(ISTRUZIONI):
A. Rispondi in base all'estratto della fonte, una riga per domanda:
(i) Con quali due espressioni UN WOMEN definisce l'emergenza della violenza durante la pandemia?
(ii) Quante donne hanno iniziato nel 2020 il percorso personalizzato di uscita dalla violenza presso i Centri antiviolenza che aderiscono all'Intesa Stato Regioni?
(iii) Quale percentuale di queste donne ha iniziato il percorso tra aprile e maggio?
B. Traduci in inglese questa frase dell'estratto della fonte: "Gli interventi in emergenza sono stati infatti più frequenti in questi tre mesi."
C. Trascrivi il tratto dell'estratto della fonte da "Durante la pandemia" fino a "fonte Ministero dell’Interno.", cambiando "pandemia" in "crisi sanitaria".

Durante la pandemia il confinamento dentro le mura domestiche e il peggioramento delle conseguenze socio-economiche hanno accentuato i comportamenti violenti. Molti studiosi e stakeholder hanno parlato di un’emergenza nell’emergenza, mentre UN WOMEN – l’Ente delle Nazioni Unite per l’uguaglianza di genere e l’empowerment delle donne definisce questa emergenza, un’emergenza ombra (shadow pandemic) o una crisi nascosta (shadow crisis).

In questo report Istat è riuscito a fornire una lettura della violenza di genere negli anni della pandemia grazie all’utilizzo dei dati inediti provenienti dalla Rilevazione sulle utenti dei Centri antiviolenza (CAV), alle chiamate al 1522 e ai dati relativi alle denunce alle Forze di Polizia e agli omicidi, di fonte Ministero dell’Interno.

Dalla rilevazione sull’Utenza dei Centri antiviolenza

  • Sono oltre 15 mila le donne che nel 2020 hanno iniziato il percorso personalizzato di uscita dalla violenza presso i Centri antiviolenza che aderiscono all’Intesa Stato Regioni.
  • Più del 90% delle donne, circa 13.700, si è rivolta a un CAV per la prima volta proprio nel 2020.
  • Il 5,6% di queste ha iniziato il percorso di uscita dalla violenza a marzo e il 15% lo ha fatto tra aprile e maggio, superando le restrizioni previste a causa dell’emergenza sanitaria. Gli interventi in emergenza sono stati infatti più frequenti in questi tre mesi.

(DATI FORNITI):
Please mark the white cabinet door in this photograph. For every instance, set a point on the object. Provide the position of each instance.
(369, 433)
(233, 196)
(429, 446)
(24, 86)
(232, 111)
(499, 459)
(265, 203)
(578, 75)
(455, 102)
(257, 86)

--

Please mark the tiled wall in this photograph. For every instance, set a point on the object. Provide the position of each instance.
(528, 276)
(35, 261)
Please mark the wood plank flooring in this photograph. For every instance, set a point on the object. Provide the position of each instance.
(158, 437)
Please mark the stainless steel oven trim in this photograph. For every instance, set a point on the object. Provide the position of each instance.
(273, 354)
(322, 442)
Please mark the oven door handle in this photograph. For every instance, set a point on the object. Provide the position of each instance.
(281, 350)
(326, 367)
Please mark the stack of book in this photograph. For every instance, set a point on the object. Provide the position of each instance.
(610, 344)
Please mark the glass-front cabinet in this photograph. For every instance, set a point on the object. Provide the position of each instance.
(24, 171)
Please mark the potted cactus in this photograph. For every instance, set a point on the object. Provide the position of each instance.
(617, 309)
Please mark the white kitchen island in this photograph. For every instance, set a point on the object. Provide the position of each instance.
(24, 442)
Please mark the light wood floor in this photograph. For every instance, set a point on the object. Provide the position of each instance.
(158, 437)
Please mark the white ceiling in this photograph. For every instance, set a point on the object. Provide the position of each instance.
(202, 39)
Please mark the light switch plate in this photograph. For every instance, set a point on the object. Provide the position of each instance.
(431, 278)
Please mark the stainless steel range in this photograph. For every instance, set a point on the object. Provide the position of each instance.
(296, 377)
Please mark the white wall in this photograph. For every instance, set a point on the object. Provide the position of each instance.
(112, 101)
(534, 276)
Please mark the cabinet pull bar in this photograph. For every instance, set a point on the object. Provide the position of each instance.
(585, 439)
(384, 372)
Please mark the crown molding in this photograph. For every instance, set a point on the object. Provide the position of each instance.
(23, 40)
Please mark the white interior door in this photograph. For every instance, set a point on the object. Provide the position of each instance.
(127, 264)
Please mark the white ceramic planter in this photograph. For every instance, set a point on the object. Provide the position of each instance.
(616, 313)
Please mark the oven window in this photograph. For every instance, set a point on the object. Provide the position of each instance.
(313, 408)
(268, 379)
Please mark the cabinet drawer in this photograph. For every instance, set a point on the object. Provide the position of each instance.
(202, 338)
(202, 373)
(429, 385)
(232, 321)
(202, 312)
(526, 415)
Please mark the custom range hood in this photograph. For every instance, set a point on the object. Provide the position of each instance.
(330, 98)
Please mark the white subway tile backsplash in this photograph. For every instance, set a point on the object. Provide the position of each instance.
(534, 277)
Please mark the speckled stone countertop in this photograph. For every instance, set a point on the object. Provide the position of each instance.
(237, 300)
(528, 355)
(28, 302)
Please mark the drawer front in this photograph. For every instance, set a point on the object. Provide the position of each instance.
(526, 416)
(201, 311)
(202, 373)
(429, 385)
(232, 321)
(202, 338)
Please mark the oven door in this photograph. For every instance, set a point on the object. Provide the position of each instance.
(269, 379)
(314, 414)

==

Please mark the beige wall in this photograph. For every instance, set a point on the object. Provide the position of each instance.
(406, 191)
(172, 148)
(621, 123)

(SOLUZIONI):
A.
(i) Un'emergenza ombra (shadow pandemic) o una crisi nascosta (shadow crisis).
(ii) Oltre 15 mila.
(iii) Il 15%.

B. In fact, emergency interventions were more frequent in these three months.

C.
Durante la crisi sanitaria il confinamento dentro le mura domestiche e il peggioramento delle conseguenze socio-economiche hanno accentuato i comportamenti violenti. Molti studiosi e stakeholder hanno parlato di un’emergenza nell’emergenza, mentre UN WOMEN – l’Ente delle Nazioni Unite per l’uguaglianza di genere e l’empowerment delle donne definisce questa emergenza, un’emergenza ombra (shadow pandemic) o una crisi nascosta (shadow crisis).

In questo report Istat è riuscito a fornire una lettura della violenza di genere negli anni della crisi sanitaria grazie all’utilizzo dei dati inediti provenienti dalla Rilevazione sulle utenti dei Centri antiviolenza (CAV), alle chiamate al 1522 e ai dati relativi alle denunce alle Forze di Polizia e agli omicidi, di fonte Ministero dell’Interno.